> [Text provided]:
══════════════════════════════
Ship the clubs when the travel involves connections, when the airline's track record on the route is questionable, or when arriving without clubs would ruin the first round. Bandon Dunes is the clearest case: the flight to North Bend is a small regional route with limited cargo capacity, and the risk of a bag misroute is high enough that arriving clubless the night before a 8am tee time on Pacific Dunes is a real scenario. Ship the clubs. Arrive light. The premium is worth it.

Ship when the trip is five or more days and the volume of gear (rain gear, multiple pairs of shoes, extra layers for variable conditions) makes a travel bag heavy and awkward. Ship when the group is large enough that eight bags at claim turns the airport exit into a logistics operation.

When Flying With Clubs Makes Sense

Fly with them when the route is direct and reliable, when the airline has a good track record for checked bags at that airport, and when the cost comparison is genuinely close. A direct flight from Atlanta to a Pinehurst-area airport is a different risk profile than two connections through regional airports. Know the difference.

Fly with the clubs when the destination is a drive, because the question becomes moot. Players driving to Arcadia Bluffs from Chicago or Streamsong from Tampa are loading bags into cars, and the ship-vs-fly debate is irrelevant.

Ship the Clubs or Fly With Them: The Captain's Cost-Benefit — photo 3

The Case for Rental Clubs

The case nobody wants to make, but that deserves an honest mention: at some destinations, rental clubs are good enough that shipping your own is a rounding error in the total trip cost.
══════════════════════════════
(Location identification entries)
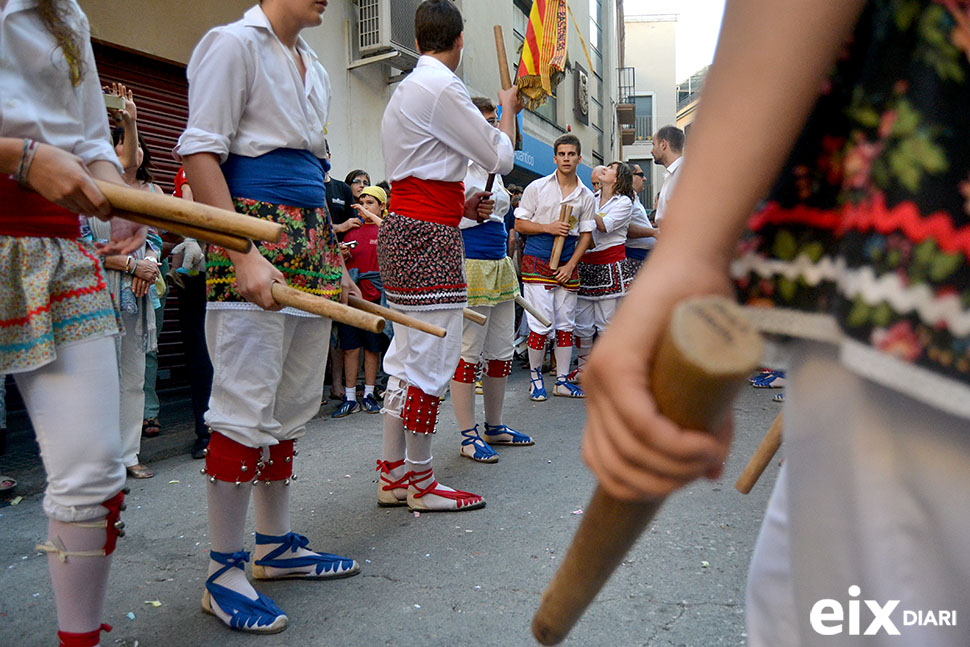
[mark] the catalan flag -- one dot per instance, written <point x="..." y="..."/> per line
<point x="543" y="52"/>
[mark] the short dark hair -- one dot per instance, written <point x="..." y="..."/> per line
<point x="567" y="140"/>
<point x="437" y="25"/>
<point x="484" y="104"/>
<point x="674" y="136"/>
<point x="624" y="179"/>
<point x="353" y="175"/>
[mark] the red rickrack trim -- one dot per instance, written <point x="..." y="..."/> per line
<point x="872" y="215"/>
<point x="462" y="498"/>
<point x="87" y="639"/>
<point x="564" y="338"/>
<point x="906" y="217"/>
<point x="63" y="296"/>
<point x="420" y="414"/>
<point x="536" y="341"/>
<point x="114" y="527"/>
<point x="227" y="460"/>
<point x="465" y="372"/>
<point x="279" y="467"/>
<point x="498" y="368"/>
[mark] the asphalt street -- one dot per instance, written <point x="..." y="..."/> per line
<point x="471" y="578"/>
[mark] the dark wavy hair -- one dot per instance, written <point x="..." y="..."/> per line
<point x="353" y="175"/>
<point x="55" y="15"/>
<point x="144" y="172"/>
<point x="624" y="179"/>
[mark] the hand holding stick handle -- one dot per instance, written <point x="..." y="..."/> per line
<point x="762" y="456"/>
<point x="565" y="212"/>
<point x="195" y="214"/>
<point x="287" y="296"/>
<point x="504" y="77"/>
<point x="703" y="358"/>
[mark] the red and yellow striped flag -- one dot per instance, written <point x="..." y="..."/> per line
<point x="543" y="52"/>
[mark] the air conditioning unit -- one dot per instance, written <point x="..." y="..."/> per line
<point x="385" y="31"/>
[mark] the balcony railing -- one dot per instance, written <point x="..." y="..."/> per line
<point x="644" y="128"/>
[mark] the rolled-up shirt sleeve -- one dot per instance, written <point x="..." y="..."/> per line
<point x="219" y="80"/>
<point x="96" y="143"/>
<point x="461" y="126"/>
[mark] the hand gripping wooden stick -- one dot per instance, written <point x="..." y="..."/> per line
<point x="565" y="212"/>
<point x="194" y="214"/>
<point x="474" y="317"/>
<point x="506" y="80"/>
<point x="227" y="241"/>
<point x="762" y="456"/>
<point x="704" y="356"/>
<point x="396" y="317"/>
<point x="531" y="309"/>
<point x="287" y="296"/>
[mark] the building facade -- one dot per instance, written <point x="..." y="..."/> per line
<point x="367" y="47"/>
<point x="651" y="50"/>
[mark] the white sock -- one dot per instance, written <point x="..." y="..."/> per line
<point x="564" y="356"/>
<point x="494" y="388"/>
<point x="79" y="583"/>
<point x="463" y="402"/>
<point x="536" y="357"/>
<point x="228" y="504"/>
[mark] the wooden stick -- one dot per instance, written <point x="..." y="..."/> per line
<point x="396" y="317"/>
<point x="704" y="356"/>
<point x="761" y="458"/>
<point x="228" y="241"/>
<point x="287" y="296"/>
<point x="195" y="214"/>
<point x="531" y="309"/>
<point x="474" y="317"/>
<point x="565" y="212"/>
<point x="506" y="79"/>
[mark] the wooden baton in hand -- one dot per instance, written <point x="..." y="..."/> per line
<point x="704" y="356"/>
<point x="287" y="296"/>
<point x="203" y="217"/>
<point x="565" y="212"/>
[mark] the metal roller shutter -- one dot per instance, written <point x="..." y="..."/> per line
<point x="161" y="94"/>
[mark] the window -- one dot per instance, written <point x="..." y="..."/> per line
<point x="644" y="117"/>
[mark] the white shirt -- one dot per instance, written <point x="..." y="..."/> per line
<point x="37" y="98"/>
<point x="541" y="201"/>
<point x="475" y="181"/>
<point x="246" y="95"/>
<point x="670" y="179"/>
<point x="431" y="129"/>
<point x="616" y="214"/>
<point x="640" y="218"/>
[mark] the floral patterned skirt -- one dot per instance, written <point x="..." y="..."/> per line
<point x="306" y="254"/>
<point x="422" y="264"/>
<point x="601" y="280"/>
<point x="491" y="282"/>
<point x="53" y="293"/>
<point x="536" y="270"/>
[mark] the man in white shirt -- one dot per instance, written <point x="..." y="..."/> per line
<point x="254" y="142"/>
<point x="641" y="235"/>
<point x="492" y="288"/>
<point x="430" y="131"/>
<point x="553" y="292"/>
<point x="668" y="151"/>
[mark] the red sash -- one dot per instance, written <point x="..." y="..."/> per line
<point x="429" y="200"/>
<point x="606" y="256"/>
<point x="26" y="214"/>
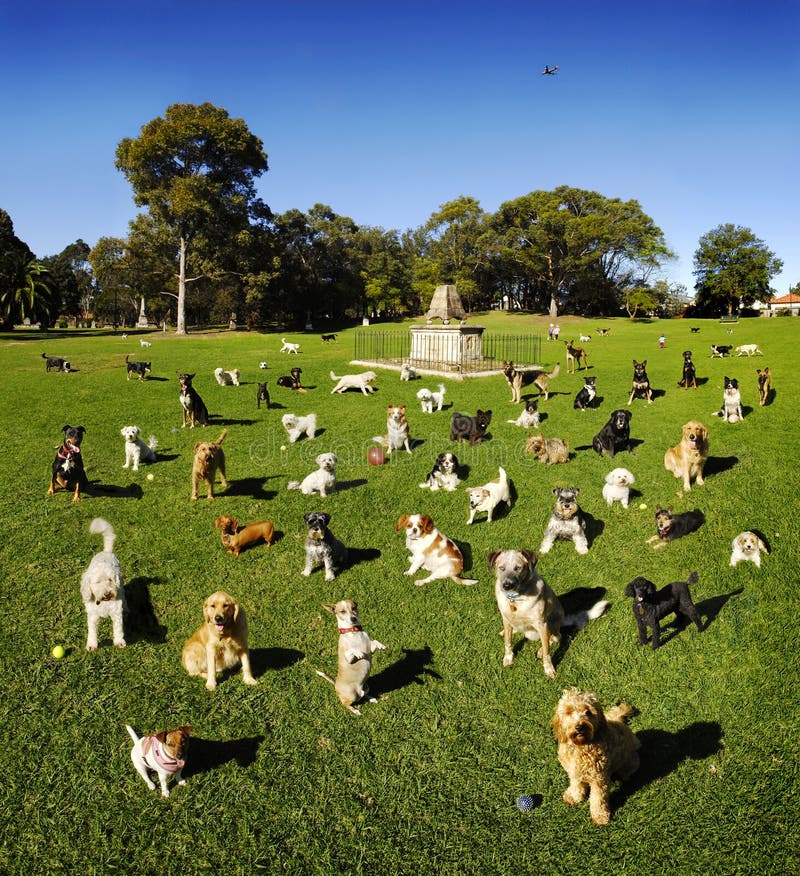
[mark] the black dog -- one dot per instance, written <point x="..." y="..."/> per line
<point x="55" y="362"/>
<point x="68" y="472"/>
<point x="649" y="606"/>
<point x="615" y="435"/>
<point x="689" y="376"/>
<point x="194" y="409"/>
<point x="640" y="386"/>
<point x="141" y="369"/>
<point x="586" y="394"/>
<point x="466" y="428"/>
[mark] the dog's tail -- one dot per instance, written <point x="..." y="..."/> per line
<point x="100" y="526"/>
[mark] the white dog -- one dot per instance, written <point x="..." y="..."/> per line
<point x="296" y="426"/>
<point x="355" y="381"/>
<point x="102" y="587"/>
<point x="747" y="546"/>
<point x="321" y="481"/>
<point x="429" y="398"/>
<point x="227" y="378"/>
<point x="617" y="488"/>
<point x="136" y="450"/>
<point x="489" y="496"/>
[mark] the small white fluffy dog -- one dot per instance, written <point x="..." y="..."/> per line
<point x="321" y="481"/>
<point x="227" y="378"/>
<point x="355" y="381"/>
<point x="747" y="546"/>
<point x="136" y="450"/>
<point x="429" y="398"/>
<point x="102" y="587"/>
<point x="617" y="487"/>
<point x="296" y="426"/>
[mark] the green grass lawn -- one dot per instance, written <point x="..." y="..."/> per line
<point x="281" y="778"/>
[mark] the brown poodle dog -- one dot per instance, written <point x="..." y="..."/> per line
<point x="593" y="748"/>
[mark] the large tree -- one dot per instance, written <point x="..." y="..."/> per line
<point x="195" y="171"/>
<point x="733" y="268"/>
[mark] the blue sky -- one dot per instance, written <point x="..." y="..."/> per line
<point x="384" y="112"/>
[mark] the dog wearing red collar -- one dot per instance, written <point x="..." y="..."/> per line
<point x="354" y="657"/>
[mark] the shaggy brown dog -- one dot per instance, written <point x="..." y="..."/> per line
<point x="209" y="458"/>
<point x="593" y="748"/>
<point x="220" y="643"/>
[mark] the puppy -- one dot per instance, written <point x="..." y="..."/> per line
<point x="650" y="606"/>
<point x="209" y="458"/>
<point x="731" y="410"/>
<point x="397" y="436"/>
<point x="566" y="522"/>
<point x="355" y="381"/>
<point x="297" y="426"/>
<point x="594" y="748"/>
<point x="322" y="481"/>
<point x="236" y="537"/>
<point x="136" y="450"/>
<point x="164" y="753"/>
<point x="687" y="458"/>
<point x="640" y="384"/>
<point x="615" y="435"/>
<point x="102" y="587"/>
<point x="689" y="377"/>
<point x="67" y="472"/>
<point x="55" y="362"/>
<point x="549" y="451"/>
<point x="618" y="487"/>
<point x="747" y="546"/>
<point x="444" y="474"/>
<point x="528" y="605"/>
<point x="140" y="369"/>
<point x="489" y="496"/>
<point x="517" y="379"/>
<point x="473" y="429"/>
<point x="322" y="547"/>
<point x="586" y="395"/>
<point x="431" y="550"/>
<point x="354" y="656"/>
<point x="220" y="643"/>
<point x="194" y="410"/>
<point x="672" y="526"/>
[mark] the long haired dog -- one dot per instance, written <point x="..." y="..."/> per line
<point x="67" y="471"/>
<point x="651" y="605"/>
<point x="164" y="753"/>
<point x="136" y="450"/>
<point x="566" y="522"/>
<point x="594" y="748"/>
<point x="297" y="426"/>
<point x="640" y="383"/>
<point x="431" y="550"/>
<point x="322" y="481"/>
<point x="618" y="487"/>
<point x="731" y="410"/>
<point x="463" y="427"/>
<point x="322" y="547"/>
<point x="528" y="605"/>
<point x="673" y="526"/>
<point x="209" y="458"/>
<point x="747" y="546"/>
<point x="549" y="451"/>
<point x="354" y="656"/>
<point x="489" y="496"/>
<point x="102" y="587"/>
<point x="220" y="643"/>
<point x="444" y="474"/>
<point x="194" y="409"/>
<point x="687" y="458"/>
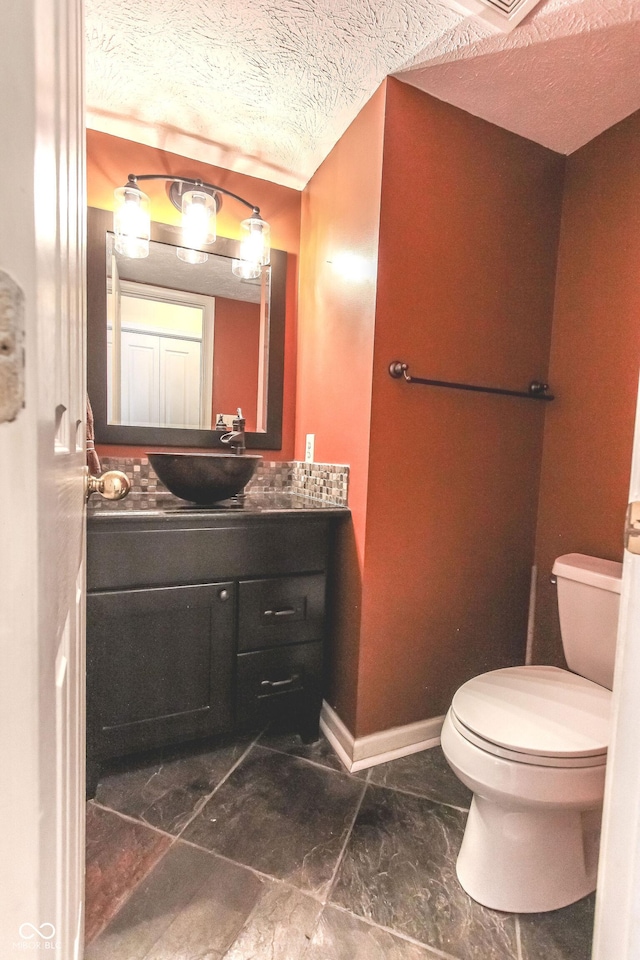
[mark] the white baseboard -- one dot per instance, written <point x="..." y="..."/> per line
<point x="377" y="747"/>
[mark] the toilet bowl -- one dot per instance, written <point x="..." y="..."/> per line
<point x="531" y="744"/>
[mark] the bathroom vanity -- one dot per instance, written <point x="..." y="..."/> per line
<point x="203" y="621"/>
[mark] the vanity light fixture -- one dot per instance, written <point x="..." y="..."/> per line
<point x="199" y="203"/>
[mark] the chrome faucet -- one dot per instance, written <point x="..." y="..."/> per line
<point x="235" y="439"/>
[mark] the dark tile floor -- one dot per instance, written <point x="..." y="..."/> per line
<point x="268" y="850"/>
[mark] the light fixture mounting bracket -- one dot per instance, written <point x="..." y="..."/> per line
<point x="176" y="188"/>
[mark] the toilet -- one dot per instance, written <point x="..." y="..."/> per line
<point x="531" y="744"/>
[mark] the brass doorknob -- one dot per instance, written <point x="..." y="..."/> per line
<point x="112" y="485"/>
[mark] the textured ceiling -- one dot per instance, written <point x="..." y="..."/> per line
<point x="266" y="87"/>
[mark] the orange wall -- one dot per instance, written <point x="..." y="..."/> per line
<point x="236" y="352"/>
<point x="444" y="484"/>
<point x="594" y="365"/>
<point x="109" y="162"/>
<point x="340" y="213"/>
<point x="468" y="239"/>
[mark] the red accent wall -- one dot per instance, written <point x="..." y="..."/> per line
<point x="236" y="350"/>
<point x="340" y="214"/>
<point x="109" y="162"/>
<point x="446" y="483"/>
<point x="594" y="366"/>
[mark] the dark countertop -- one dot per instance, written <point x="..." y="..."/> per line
<point x="164" y="506"/>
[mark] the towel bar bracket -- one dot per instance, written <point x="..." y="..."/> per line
<point x="537" y="389"/>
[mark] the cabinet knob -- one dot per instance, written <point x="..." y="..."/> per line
<point x="112" y="485"/>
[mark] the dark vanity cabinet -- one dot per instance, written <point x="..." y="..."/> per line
<point x="200" y="625"/>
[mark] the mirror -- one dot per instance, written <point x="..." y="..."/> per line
<point x="173" y="345"/>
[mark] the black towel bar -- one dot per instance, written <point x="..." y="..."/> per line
<point x="537" y="390"/>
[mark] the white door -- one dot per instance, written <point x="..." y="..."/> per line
<point x="41" y="478"/>
<point x="617" y="924"/>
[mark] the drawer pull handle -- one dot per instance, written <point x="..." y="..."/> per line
<point x="279" y="684"/>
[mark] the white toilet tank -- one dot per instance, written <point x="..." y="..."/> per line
<point x="588" y="604"/>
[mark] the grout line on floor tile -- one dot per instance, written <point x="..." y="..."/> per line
<point x="395" y="933"/>
<point x="314" y="763"/>
<point x="420" y="796"/>
<point x="204" y="800"/>
<point x="127" y="816"/>
<point x="129" y="893"/>
<point x="332" y="881"/>
<point x="254" y="870"/>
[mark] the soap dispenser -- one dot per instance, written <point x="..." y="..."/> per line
<point x="238" y="424"/>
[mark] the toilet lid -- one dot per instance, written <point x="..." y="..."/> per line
<point x="537" y="710"/>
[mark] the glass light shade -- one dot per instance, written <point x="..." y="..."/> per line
<point x="245" y="269"/>
<point x="198" y="218"/>
<point x="131" y="222"/>
<point x="191" y="256"/>
<point x="255" y="244"/>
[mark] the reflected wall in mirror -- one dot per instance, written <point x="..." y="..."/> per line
<point x="172" y="345"/>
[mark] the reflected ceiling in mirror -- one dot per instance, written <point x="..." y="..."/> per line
<point x="173" y="345"/>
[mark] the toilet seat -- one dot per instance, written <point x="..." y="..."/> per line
<point x="536" y="715"/>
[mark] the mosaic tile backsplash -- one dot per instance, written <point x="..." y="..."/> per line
<point x="327" y="482"/>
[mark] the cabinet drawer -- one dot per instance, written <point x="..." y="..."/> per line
<point x="271" y="679"/>
<point x="136" y="554"/>
<point x="280" y="610"/>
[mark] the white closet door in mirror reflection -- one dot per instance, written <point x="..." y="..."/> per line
<point x="161" y="381"/>
<point x="179" y="383"/>
<point x="140" y="361"/>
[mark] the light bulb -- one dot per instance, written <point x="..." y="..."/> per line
<point x="198" y="218"/>
<point x="245" y="269"/>
<point x="131" y="222"/>
<point x="191" y="256"/>
<point x="255" y="244"/>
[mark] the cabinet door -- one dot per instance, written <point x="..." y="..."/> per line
<point x="159" y="666"/>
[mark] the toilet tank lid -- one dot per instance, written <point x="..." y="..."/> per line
<point x="605" y="574"/>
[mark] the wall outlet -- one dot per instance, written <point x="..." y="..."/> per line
<point x="228" y="419"/>
<point x="309" y="447"/>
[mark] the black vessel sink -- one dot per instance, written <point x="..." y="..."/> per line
<point x="204" y="477"/>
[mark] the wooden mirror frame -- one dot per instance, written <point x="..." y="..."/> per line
<point x="99" y="223"/>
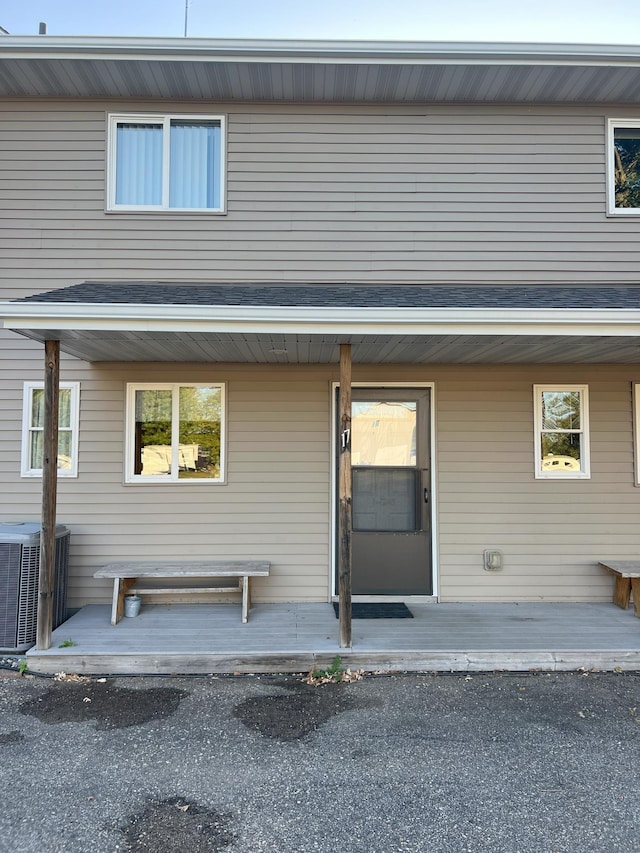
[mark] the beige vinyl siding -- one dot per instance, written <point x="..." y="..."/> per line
<point x="275" y="505"/>
<point x="363" y="193"/>
<point x="552" y="533"/>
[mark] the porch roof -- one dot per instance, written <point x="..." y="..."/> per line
<point x="306" y="323"/>
<point x="316" y="71"/>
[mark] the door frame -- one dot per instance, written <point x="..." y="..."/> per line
<point x="333" y="525"/>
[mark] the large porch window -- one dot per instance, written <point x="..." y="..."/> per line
<point x="562" y="431"/>
<point x="175" y="433"/>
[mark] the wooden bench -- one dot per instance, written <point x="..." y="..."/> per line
<point x="627" y="573"/>
<point x="139" y="577"/>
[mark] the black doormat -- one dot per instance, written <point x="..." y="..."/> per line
<point x="373" y="610"/>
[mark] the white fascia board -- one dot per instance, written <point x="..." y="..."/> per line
<point x="312" y="320"/>
<point x="314" y="51"/>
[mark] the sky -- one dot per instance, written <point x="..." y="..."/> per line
<point x="555" y="21"/>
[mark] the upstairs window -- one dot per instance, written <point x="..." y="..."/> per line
<point x="562" y="431"/>
<point x="173" y="163"/>
<point x="623" y="151"/>
<point x="33" y="429"/>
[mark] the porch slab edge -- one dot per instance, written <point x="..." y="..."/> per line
<point x="378" y="662"/>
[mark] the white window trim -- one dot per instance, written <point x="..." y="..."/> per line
══════════════════════════════
> [The problem]: Reproduce the passage of the golf club shipping text that opens with the words containing "The Case for" and closes with "total trip cost.". The rows above come from a different source than the text.

> [Solution for this exercise]:
The Case for Rental Clubs

The case nobody wants to make, but that deserves an honest mention: at some destinations, rental clubs are good enough that shipping your own is a rounding error in the total trip cost.